** start **

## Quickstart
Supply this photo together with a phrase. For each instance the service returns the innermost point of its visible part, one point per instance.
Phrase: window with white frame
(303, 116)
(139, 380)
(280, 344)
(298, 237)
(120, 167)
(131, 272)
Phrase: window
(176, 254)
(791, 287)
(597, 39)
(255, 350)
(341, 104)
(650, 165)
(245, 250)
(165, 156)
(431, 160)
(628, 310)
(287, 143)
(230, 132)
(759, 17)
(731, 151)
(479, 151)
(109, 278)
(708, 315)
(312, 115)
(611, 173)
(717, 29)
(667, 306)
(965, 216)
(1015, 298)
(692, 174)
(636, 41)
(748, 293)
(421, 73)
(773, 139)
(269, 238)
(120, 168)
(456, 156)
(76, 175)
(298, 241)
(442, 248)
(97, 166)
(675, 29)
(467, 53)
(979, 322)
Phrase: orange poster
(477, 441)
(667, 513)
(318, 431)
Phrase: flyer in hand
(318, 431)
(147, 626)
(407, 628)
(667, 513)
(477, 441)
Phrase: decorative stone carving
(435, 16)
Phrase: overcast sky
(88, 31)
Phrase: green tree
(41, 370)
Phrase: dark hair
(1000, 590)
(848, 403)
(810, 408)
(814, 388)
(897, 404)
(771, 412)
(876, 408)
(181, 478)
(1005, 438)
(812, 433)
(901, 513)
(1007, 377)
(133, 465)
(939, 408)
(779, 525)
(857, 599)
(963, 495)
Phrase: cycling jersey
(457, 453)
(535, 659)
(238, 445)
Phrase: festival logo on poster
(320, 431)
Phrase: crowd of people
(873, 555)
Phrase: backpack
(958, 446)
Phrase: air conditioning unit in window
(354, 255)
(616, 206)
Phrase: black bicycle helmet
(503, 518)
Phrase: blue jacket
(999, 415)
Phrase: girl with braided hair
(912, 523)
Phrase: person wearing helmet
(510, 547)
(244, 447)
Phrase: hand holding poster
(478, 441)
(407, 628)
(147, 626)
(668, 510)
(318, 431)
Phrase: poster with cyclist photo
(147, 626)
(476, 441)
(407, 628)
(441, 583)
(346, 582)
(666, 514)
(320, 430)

** end **

CHALLENGE - Rewrite the lines from the one containing "Phrase: dark hair" through the last line, swapping every "poster" for "placard" and leaving everything else the same.

COMPLETE RESPONSE -
Phrase: dark hair
(1000, 590)
(848, 403)
(810, 408)
(814, 388)
(897, 404)
(771, 412)
(876, 408)
(181, 478)
(1005, 438)
(812, 433)
(901, 513)
(1007, 377)
(133, 465)
(939, 408)
(779, 525)
(857, 599)
(963, 495)
Phrase: cycling jersey
(457, 453)
(535, 659)
(238, 445)
Phrase: festival logo on placard
(320, 431)
Phrase: crowd of people
(873, 555)
Phrase: backpack
(958, 446)
Phrase: air conditioning unit in window
(354, 255)
(616, 206)
Phrase: black bicycle helmet
(503, 518)
Phrase: blue jacket
(999, 415)
Phrase: girl with braided hair
(912, 523)
Phrase: person wearing helmet
(510, 547)
(244, 447)
Phrase: hand holding placard
(478, 441)
(407, 628)
(147, 626)
(668, 510)
(318, 431)
Phrase: placard with cyclist photo
(147, 626)
(476, 441)
(407, 628)
(441, 583)
(346, 582)
(666, 514)
(320, 430)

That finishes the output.